▶ **Data for review**
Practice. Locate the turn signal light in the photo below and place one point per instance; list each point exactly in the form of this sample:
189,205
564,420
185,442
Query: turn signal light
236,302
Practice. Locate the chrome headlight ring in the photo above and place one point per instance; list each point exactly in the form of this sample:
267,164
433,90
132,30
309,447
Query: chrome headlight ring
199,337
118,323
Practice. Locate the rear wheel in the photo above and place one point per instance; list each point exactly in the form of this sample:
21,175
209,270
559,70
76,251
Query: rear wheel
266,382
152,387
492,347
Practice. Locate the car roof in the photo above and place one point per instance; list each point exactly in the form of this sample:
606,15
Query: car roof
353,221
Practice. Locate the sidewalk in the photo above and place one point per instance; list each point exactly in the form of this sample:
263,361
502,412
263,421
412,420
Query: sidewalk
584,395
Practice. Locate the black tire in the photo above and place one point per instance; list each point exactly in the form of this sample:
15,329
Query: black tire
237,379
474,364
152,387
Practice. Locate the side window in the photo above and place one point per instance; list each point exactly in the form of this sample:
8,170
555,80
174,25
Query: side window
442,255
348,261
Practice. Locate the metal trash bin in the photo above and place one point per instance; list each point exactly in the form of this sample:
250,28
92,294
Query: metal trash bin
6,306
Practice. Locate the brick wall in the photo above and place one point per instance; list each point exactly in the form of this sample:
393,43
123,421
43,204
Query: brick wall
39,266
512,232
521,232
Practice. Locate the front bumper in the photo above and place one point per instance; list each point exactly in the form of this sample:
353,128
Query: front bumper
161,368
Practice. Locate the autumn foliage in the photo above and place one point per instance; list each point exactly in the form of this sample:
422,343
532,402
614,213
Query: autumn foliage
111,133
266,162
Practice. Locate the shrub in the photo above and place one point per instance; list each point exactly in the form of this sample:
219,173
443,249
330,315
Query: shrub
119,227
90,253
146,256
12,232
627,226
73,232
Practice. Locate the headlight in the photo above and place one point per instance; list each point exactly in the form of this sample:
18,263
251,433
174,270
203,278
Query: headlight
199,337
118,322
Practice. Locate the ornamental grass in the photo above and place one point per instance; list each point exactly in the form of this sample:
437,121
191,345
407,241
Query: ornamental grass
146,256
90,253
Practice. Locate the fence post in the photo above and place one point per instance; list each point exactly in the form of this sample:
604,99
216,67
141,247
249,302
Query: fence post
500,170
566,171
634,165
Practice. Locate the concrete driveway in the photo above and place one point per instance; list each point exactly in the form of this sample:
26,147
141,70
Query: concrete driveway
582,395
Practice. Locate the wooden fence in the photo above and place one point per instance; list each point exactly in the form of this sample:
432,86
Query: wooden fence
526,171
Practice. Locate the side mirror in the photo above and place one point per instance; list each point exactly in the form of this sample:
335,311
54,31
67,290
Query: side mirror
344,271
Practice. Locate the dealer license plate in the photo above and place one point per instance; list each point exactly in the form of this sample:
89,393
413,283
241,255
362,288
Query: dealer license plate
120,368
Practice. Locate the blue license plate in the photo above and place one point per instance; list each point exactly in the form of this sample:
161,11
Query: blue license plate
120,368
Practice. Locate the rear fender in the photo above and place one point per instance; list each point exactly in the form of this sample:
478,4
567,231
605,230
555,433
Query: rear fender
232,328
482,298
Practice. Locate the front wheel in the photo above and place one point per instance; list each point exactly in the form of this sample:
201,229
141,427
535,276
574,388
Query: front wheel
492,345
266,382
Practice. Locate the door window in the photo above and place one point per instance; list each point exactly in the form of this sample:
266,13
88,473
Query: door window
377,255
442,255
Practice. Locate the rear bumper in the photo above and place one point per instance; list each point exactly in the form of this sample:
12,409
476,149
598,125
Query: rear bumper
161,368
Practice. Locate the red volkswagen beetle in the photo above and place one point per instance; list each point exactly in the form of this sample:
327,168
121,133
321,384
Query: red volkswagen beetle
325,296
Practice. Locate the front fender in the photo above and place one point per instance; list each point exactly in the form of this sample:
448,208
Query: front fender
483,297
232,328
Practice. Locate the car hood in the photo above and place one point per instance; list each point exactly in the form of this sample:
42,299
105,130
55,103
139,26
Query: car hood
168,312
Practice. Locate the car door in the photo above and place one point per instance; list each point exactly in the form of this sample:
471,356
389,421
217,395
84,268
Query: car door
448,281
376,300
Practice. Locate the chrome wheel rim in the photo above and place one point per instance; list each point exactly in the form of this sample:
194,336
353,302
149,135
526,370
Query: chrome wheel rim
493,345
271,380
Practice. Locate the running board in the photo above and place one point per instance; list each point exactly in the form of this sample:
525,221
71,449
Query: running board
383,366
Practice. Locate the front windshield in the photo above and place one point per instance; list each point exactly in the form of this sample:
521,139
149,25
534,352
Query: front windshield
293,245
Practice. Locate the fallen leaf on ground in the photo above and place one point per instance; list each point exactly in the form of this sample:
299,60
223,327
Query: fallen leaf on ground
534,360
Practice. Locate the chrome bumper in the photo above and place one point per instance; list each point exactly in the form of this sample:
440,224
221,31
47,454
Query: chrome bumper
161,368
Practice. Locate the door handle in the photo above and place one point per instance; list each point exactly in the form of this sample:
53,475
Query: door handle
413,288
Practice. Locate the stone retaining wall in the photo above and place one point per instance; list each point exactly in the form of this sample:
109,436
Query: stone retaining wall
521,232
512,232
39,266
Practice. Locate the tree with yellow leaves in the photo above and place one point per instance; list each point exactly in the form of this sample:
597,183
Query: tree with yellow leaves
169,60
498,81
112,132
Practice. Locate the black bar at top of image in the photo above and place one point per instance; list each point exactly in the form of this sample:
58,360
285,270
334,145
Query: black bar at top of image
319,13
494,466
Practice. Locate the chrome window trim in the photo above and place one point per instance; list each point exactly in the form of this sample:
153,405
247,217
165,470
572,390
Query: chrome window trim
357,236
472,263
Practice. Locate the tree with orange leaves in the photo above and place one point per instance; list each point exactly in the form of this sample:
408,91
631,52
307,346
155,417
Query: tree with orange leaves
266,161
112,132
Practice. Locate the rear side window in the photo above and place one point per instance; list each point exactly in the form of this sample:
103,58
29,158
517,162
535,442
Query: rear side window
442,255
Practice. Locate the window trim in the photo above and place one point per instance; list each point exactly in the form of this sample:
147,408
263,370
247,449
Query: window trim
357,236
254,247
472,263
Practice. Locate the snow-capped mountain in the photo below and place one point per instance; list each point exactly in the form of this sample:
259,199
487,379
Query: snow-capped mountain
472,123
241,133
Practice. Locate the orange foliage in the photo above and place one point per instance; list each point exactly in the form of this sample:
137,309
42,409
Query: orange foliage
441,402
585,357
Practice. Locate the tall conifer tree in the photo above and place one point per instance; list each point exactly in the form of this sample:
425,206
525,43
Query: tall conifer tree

▶ **Exercise requirements**
Search the listing for the word "conifer", and copy every line in which it is found.

▶ **Your response**
Practice. Locate the tall conifer tree in the photo above and place one point per instance; list each point exactly in the form of this sample:
Query: tall conifer tree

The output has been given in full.